====== Given data
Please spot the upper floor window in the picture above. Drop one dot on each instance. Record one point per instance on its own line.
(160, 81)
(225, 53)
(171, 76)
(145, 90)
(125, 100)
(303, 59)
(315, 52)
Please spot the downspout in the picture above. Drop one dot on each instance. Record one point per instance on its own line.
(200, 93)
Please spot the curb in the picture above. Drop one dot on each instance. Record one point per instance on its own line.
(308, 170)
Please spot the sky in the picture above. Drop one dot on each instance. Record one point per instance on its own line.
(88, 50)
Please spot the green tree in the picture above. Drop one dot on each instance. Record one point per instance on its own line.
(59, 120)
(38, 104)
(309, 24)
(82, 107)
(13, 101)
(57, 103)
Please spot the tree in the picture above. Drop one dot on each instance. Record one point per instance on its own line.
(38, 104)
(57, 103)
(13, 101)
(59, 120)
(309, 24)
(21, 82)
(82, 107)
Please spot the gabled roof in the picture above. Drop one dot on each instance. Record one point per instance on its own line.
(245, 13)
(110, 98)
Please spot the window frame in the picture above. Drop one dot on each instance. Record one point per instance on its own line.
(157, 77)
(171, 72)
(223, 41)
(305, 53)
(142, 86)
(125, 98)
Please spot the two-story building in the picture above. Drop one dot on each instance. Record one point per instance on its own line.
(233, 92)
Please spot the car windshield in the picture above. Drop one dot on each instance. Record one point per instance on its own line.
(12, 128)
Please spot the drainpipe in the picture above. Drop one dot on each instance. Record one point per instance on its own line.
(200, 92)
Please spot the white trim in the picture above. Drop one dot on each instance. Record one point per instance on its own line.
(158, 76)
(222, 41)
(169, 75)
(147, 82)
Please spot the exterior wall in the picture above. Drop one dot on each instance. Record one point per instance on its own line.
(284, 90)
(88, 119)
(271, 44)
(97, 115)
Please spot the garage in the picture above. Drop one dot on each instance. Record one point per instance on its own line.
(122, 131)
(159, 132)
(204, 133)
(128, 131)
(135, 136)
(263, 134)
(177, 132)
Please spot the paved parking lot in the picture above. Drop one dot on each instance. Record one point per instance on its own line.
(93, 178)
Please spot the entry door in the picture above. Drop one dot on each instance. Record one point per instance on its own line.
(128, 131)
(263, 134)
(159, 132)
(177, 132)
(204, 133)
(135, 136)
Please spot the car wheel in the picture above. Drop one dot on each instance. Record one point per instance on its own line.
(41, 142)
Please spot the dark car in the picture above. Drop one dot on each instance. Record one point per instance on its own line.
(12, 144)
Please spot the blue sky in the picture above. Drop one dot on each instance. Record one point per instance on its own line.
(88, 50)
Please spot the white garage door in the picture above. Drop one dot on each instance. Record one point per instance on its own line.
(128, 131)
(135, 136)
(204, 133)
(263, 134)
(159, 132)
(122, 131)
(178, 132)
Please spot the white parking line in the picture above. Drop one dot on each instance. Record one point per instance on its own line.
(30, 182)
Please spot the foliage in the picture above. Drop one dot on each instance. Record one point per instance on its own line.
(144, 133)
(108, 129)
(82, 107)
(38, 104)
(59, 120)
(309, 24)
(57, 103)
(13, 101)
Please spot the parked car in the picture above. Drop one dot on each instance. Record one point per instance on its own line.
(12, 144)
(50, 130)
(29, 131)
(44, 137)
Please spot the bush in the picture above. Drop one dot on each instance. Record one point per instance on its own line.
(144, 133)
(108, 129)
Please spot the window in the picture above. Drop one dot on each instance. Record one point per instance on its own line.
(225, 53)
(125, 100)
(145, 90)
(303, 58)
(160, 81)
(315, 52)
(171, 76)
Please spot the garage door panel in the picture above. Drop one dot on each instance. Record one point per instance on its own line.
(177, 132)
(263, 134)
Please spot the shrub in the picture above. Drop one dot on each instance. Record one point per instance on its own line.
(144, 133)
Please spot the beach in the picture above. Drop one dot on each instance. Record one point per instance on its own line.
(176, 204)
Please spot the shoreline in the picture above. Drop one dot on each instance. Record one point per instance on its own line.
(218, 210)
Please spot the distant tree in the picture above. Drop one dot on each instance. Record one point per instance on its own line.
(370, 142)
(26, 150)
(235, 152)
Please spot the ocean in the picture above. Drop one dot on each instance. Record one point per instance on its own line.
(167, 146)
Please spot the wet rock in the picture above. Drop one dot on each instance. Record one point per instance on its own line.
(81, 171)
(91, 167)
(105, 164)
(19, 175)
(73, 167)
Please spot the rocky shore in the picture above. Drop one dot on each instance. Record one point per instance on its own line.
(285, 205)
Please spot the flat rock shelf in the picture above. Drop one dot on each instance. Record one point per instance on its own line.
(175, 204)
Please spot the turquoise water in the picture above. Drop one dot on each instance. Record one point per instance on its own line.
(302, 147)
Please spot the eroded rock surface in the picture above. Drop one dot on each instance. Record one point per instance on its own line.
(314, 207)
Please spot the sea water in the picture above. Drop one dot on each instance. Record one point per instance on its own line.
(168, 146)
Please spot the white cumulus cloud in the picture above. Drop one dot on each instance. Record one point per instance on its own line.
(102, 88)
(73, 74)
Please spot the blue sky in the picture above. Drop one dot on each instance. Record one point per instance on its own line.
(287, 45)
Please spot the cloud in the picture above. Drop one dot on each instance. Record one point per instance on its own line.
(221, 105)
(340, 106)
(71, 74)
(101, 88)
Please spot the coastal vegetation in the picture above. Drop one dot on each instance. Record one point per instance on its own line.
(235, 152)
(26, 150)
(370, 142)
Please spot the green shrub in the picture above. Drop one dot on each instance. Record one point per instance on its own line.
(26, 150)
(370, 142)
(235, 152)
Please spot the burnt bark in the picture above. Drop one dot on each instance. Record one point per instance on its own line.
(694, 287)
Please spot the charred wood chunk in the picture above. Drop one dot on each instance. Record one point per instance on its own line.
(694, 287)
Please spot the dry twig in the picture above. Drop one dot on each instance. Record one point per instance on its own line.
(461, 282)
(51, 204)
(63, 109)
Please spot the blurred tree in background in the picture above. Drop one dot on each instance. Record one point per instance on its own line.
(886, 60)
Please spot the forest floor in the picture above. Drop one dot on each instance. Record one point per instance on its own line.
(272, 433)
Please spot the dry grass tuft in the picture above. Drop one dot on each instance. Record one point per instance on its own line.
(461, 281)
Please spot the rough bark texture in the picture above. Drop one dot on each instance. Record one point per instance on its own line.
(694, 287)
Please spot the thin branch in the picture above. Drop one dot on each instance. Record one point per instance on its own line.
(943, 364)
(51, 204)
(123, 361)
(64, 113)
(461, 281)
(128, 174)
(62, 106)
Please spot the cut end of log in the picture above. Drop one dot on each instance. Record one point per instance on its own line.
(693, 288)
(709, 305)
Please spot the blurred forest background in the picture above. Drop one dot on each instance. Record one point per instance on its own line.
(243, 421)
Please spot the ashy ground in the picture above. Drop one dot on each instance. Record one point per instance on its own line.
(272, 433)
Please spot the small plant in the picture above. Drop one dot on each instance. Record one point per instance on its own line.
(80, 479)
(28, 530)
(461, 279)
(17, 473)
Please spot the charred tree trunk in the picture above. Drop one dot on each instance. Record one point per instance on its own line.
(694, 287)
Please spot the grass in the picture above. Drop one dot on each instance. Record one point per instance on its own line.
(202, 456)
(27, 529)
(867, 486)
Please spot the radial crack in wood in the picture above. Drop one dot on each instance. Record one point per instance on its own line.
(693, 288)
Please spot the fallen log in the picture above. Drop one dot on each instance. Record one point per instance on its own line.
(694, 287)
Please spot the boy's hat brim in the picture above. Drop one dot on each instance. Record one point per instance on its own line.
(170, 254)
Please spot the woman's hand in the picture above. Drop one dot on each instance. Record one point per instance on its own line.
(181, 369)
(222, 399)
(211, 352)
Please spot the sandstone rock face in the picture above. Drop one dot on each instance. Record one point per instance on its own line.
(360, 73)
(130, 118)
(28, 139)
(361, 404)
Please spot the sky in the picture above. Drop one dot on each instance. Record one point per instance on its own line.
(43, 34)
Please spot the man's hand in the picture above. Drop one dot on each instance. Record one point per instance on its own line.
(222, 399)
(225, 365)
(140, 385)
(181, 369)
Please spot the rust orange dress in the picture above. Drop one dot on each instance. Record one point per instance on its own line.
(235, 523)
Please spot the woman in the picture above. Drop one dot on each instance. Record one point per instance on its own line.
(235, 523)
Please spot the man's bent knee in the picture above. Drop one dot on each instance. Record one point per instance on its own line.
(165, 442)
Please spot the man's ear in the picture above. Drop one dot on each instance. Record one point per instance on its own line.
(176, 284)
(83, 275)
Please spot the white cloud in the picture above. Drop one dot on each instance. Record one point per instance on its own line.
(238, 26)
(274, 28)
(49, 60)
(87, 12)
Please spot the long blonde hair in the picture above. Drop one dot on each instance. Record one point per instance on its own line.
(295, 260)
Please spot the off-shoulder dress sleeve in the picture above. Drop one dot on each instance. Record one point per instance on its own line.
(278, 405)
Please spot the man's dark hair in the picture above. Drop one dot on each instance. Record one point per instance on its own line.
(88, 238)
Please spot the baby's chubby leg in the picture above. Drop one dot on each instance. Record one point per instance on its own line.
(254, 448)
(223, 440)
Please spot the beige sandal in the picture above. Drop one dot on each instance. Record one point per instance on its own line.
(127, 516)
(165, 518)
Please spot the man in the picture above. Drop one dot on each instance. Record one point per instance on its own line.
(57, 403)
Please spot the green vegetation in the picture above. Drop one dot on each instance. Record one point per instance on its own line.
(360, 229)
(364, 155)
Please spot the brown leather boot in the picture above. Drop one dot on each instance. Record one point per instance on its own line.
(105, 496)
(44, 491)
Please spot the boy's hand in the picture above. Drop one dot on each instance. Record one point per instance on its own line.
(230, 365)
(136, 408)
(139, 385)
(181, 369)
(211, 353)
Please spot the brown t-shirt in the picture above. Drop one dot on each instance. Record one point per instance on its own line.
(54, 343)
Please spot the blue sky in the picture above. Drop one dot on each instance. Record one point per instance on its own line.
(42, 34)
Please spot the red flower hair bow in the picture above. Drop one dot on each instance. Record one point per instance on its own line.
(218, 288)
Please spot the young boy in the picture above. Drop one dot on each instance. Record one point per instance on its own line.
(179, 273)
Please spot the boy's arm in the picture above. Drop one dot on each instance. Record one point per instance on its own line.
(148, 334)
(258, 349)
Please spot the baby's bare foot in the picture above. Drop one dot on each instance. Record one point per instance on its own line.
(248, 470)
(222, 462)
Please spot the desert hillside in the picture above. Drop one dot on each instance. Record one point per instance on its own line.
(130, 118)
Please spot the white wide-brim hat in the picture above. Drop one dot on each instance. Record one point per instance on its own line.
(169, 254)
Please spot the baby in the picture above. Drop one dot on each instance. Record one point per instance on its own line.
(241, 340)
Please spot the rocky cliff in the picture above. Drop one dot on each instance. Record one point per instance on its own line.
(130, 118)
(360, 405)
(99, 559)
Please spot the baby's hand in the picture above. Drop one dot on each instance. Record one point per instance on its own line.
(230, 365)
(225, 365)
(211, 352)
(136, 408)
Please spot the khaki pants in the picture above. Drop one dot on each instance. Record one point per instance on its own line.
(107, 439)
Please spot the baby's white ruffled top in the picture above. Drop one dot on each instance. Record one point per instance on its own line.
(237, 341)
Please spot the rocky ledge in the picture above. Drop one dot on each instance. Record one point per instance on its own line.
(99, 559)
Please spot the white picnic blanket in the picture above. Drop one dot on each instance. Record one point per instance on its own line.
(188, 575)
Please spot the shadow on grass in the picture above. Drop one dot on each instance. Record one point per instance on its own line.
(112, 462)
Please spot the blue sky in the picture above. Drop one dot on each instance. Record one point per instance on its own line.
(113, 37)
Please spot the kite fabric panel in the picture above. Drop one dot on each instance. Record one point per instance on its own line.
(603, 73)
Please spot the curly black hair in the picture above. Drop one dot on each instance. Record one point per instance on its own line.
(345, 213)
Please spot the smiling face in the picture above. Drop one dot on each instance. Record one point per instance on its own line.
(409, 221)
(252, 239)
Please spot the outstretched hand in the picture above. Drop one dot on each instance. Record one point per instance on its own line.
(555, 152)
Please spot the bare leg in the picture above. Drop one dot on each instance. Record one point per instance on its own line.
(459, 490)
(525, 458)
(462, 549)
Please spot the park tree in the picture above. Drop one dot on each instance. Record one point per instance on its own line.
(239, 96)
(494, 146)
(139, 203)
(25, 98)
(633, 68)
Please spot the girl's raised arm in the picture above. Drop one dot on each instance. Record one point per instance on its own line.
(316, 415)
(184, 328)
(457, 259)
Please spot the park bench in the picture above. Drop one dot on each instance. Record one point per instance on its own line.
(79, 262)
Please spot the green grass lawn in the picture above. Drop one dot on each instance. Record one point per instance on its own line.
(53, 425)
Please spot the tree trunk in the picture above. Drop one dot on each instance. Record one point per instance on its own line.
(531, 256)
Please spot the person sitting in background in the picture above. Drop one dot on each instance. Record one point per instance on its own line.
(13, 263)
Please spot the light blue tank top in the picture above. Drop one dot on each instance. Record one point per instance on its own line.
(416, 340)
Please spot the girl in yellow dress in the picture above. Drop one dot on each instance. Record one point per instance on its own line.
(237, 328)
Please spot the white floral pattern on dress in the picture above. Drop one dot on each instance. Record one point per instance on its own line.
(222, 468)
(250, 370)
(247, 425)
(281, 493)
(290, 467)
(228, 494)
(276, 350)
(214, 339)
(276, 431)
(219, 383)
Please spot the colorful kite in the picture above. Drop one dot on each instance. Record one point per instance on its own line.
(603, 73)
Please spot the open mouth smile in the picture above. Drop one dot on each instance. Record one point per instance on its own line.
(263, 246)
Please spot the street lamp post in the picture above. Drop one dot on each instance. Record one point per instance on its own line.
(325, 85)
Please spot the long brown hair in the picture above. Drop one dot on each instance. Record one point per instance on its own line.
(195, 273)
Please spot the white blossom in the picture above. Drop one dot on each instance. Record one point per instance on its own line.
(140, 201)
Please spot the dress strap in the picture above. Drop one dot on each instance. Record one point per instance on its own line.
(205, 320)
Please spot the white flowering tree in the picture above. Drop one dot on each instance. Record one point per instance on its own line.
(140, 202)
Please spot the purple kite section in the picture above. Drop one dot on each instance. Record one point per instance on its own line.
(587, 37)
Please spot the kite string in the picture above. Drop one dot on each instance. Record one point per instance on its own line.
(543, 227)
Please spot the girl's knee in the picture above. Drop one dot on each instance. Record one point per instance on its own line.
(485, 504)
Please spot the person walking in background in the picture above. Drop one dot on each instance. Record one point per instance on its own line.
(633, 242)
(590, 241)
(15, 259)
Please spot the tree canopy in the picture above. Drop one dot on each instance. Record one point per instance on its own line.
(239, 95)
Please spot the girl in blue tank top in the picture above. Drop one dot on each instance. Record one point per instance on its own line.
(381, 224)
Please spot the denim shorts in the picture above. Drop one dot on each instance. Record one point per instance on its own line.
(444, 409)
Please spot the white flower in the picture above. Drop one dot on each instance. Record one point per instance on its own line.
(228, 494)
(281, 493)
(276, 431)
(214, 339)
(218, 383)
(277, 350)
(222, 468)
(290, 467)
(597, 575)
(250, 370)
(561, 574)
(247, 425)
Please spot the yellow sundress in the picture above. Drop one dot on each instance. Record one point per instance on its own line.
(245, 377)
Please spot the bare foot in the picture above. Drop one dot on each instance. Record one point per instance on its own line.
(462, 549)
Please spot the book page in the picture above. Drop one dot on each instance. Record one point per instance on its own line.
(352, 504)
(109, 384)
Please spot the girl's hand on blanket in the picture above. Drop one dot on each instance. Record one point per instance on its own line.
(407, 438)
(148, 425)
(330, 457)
============
Goal: Give back the lines of the listing from the one with "Please spot the purple" through the end, both included, exactly as written and with nothing added.

The answer:
Please spot the purple kite section in the picture above. Drop one dot on each instance. Record one point per instance on its own line.
(587, 37)
Please spot the kite string in the picture above. Drop one dot on each instance. Record one point per instance on its own line.
(543, 227)
Please spot the girl's knee in the picture above. Drop one dot on each instance. Record one point per instance on its own line.
(485, 504)
Please spot the person walking in background in the picture above. Drop one dot on each instance. Record one point per instance on its own line.
(633, 242)
(590, 241)
(15, 259)
Please spot the tree canopy in the picture above. Drop one dot on each instance. Record one point per instance on its own line.
(239, 95)
Please spot the girl in blue tank top in the picture above. Drop one dot on each instance. Record one point per instance on its own line.
(381, 224)
Please spot the denim shorts in the picture above. Drop one dot on each instance. Record one point per instance on its own line.
(444, 409)
Please spot the white flower in the picture above. Drop one dot on each instance. Record one point per instance on its own line.
(228, 494)
(281, 493)
(276, 431)
(214, 339)
(218, 383)
(277, 350)
(222, 468)
(290, 467)
(597, 575)
(250, 370)
(561, 574)
(247, 425)
Please spot the yellow sundress in the picture above. Drop one dot on each instance. Record one point per instance on its own line.
(245, 377)
Please spot the bare foot in the picture above. Drop one dot on each instance. Record one point per instance on its own line.
(462, 549)
Please spot the book page in the picture above. Drop one dot on each instance. Record one point per instance on its own line.
(352, 504)
(109, 384)
Please spot the girl's hand on blanket in the picture above. Drop one dot on each instance. Record one point per instance on its own line.
(407, 438)
(148, 425)
(330, 457)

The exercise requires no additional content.